* Things to do *
a) Answer these questions using the forum thread below about a Kilkenny clone, giving each answer on its own line marked (i), (ii), (iii).
(i) What temperature did jerrycashman report in the laundry at home?
(ii) What size are the syringes Bribie G says they have?
(iii) What fermentation temperature does chappo1970 suggest for the Nottingham yeast?
b) Extend the forum thread about a Kilkenny clone below, picking up after the last line shown.

* Source text *
# K&k Kilkenny Clone?



## jerrycashman (9/4/09)

HI guys,

Easter weekend is here, the weather is lovely and cool (18c in the laundry at home)... perfect brewing !

Does anyone know if I can do a Kilkenny clone with straight K&K? If so, which kit?

cheers. Jerry

Jerry Cashman
Canberra.


----------



## gundaroo (9/4/09)

morgans royal oak amber ale+ better amber ale(blend from lhbs at kambah) ,if thats any help.

i do this one alot and find its pretty close,

happy easter


----------



## jerrycashman (9/4/09)

gundaroo said:


> morgans royal oak amber ale+ better amber ale(blend from lhbs at kambah) ,if thats any help.
> 
> i do this one alot and find its pretty close,
> 
> happy easter



Thanks very much Gundaroo... what is the head like? Always wondered how to aproximate the head those little CO2 widgets give you when homebrewing...

cheers. Jerry


----------



## Bribie G (9/4/09)

To get a tight creamy head, go to the local chemist dressed really nicely and buy a hypodermic syringe (without needle of course). I've got a couple of 30ml jobs. 

Suck up about 10 ml out of the beer glass and squirt it forcibly back into the beer so it whooshes right down to the bottom of the glass. Instant 'draught guinness' effect that settles out to a tight head. However start off very cautiously till you get the hang of the method otherwise you will end up with some gushers.


----------



## db73 (6/5/09)

I have put down a morgans royal oak amber ale + 1kg Kilkenny style beer converter (dextrose, malt, hops and maltodextrin) from Brewers world. Anyone tried this? I will be keen to see how it turns out.

Dave


----------



## Neill (7/5/09)

I was gunna do one of these

Royal Oak amber ale goo
1.5kg amber LME
300g dex
Nottingham yeast @ 15 degrees


aiming for roughly english style amber ale - does anyone recommend adding a hop boil in to this? just wanting a smooth drinking amber ale, but unsure if i'll need more hopping. thoughts?


----------



## chappo1970 (7/5/09)

Neill said:


> I was gunna do one of these
> 
> Royal Oak amber ale goo
> 1.5kg amber LME
> ...


Looks good I would try an EKG hop tea and maybe some dry hopped. It will freshen up the hops flavour of the kit a bit. I would up the ferment temp to 16C I found notto wanted to keep having a nap at 15C. Also why not 500gr of LDME instead of the Dex?
My 2c FWIW.

Cheers

Chappo


----------



## Neill (7/5/09)

Good advice chappo, i have never used this kit before so was a bit unsure of the hop levels in the kit. what sort of boil times and hop weight do you reckon? i was thinking 20g for 20 min, 10g for 10 min and 10g dry hopped? that might be overkill though. 

I would use LME but i don't want to split a can - i find it easier to dole out a little extra dex to up the sugar content. i'm very lazy 

thanks for the tip on the notto, first time i've used it. 16 degrees sounds good.


----------



## np1962 (7/5/09)

Neill said:


> Good advice chappo, i have never used this kit before so was a bit unsure of the hop levels in the kit. what sort of boil times and hop weight do you reckon? i was thinking 20g for 20 min, 10g for 10 min and 10g dry hopped? that might be overkill though.

* Listing *

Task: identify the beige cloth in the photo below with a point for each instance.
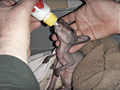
(100, 69)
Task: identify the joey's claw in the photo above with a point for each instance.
(45, 61)
(56, 72)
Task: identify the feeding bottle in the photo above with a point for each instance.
(42, 12)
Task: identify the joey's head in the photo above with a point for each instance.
(65, 32)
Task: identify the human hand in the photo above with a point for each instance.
(97, 19)
(16, 24)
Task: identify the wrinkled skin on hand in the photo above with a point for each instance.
(16, 24)
(94, 19)
(66, 61)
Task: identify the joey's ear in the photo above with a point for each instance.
(82, 39)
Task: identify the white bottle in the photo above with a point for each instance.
(41, 11)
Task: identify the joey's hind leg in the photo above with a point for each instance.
(46, 60)
(69, 60)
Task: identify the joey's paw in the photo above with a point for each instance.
(46, 60)
(56, 72)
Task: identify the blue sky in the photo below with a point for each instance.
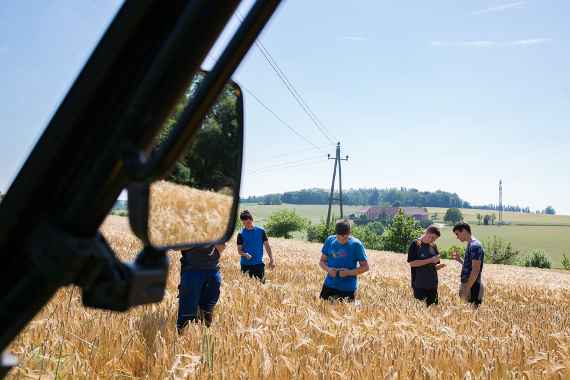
(450, 95)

* Written answers *
a)
(i) 18c
(ii) 30ml
(iii) 16C

b)
> 
> I would use LME but i don't want to split a can - i find it easier to dole out a little extra dex to up the sugar content. i'm very lazy
> 
> thanks for the tip on the notto, first time i've used it. 16 degrees sounds good.




Neill,
I assume Chappo was referring to Light DRY Malt Extract

Nige


----------



## Neill (7/5/09)

You're spot on nige, well picked up. I should mention that i'm actually using a 50/50 mix of dex and Light Dry Malt Extract too. must have had a few too many beers before i posted that!


----------



## chappo1970 (7/5/09)

Neill said:


> snip...i was thinking 20g for 20 min, 10g for 10 min and 10g dry hopped? that might be overkill though.
> ....


+1 to Nige LDME

I would go 20gr for 20mins, 7gr at flame out and 10gr Dry hop. You could drop the dry hop if you didn't want to go overkill I'm a bit of hophead but certainly do the 20 and flame out to boost the kit. The kit will have enough bittering to carry itself.

It will give ya flavour and aroma that the kits just won't give you.

Cheers

Chappo


----------



## bradsbrew (7/5/09)

Chappo said:


> +1 to Nige LDME
> 
> I would go 20gr for 20mins, 7gr at flame out and 10gr Dry hop. You could drop the dry hop if you didn't want to go overkill I'm a bit of hophead but certainly do the 20 and flame out to boost the kit. The kit will have enough bittering to carry itself.
> 
> ...



Yep as Chappo said 20g of EKG @20 but 10g of Fuggles and 5 of styrian goldings at flame out is also a good option if ya dont want to do the dry hop. IMO

Brad


----------



## Neill (7/5/09)

is EKG definately the hop to use for this style? i *think* the LHBS has this type but am unsure. anything else that's common i could go with? i know they have chinook, cascade, fuggles, centennial and a few others.

edit: don't think i can afford 3 different hop styles for one brew, would like to stick with just one if possible


----------



## chappo1970 (7/5/09)

Neill said:


> is EKG definately the hop to use for this style? i *think* the LHBS has this type but am unsure. anything else that's common i could go with? i know they have chinook, cascade, fuggles, centennial and a few others.
> 
> edit: don't think i can afford 3 different hop styles for one brew, would like to stick with just one if possible




Ya could go the fuggles the "C" hops are more american style

Chappo


----------



## bradsbrew (7/5/09)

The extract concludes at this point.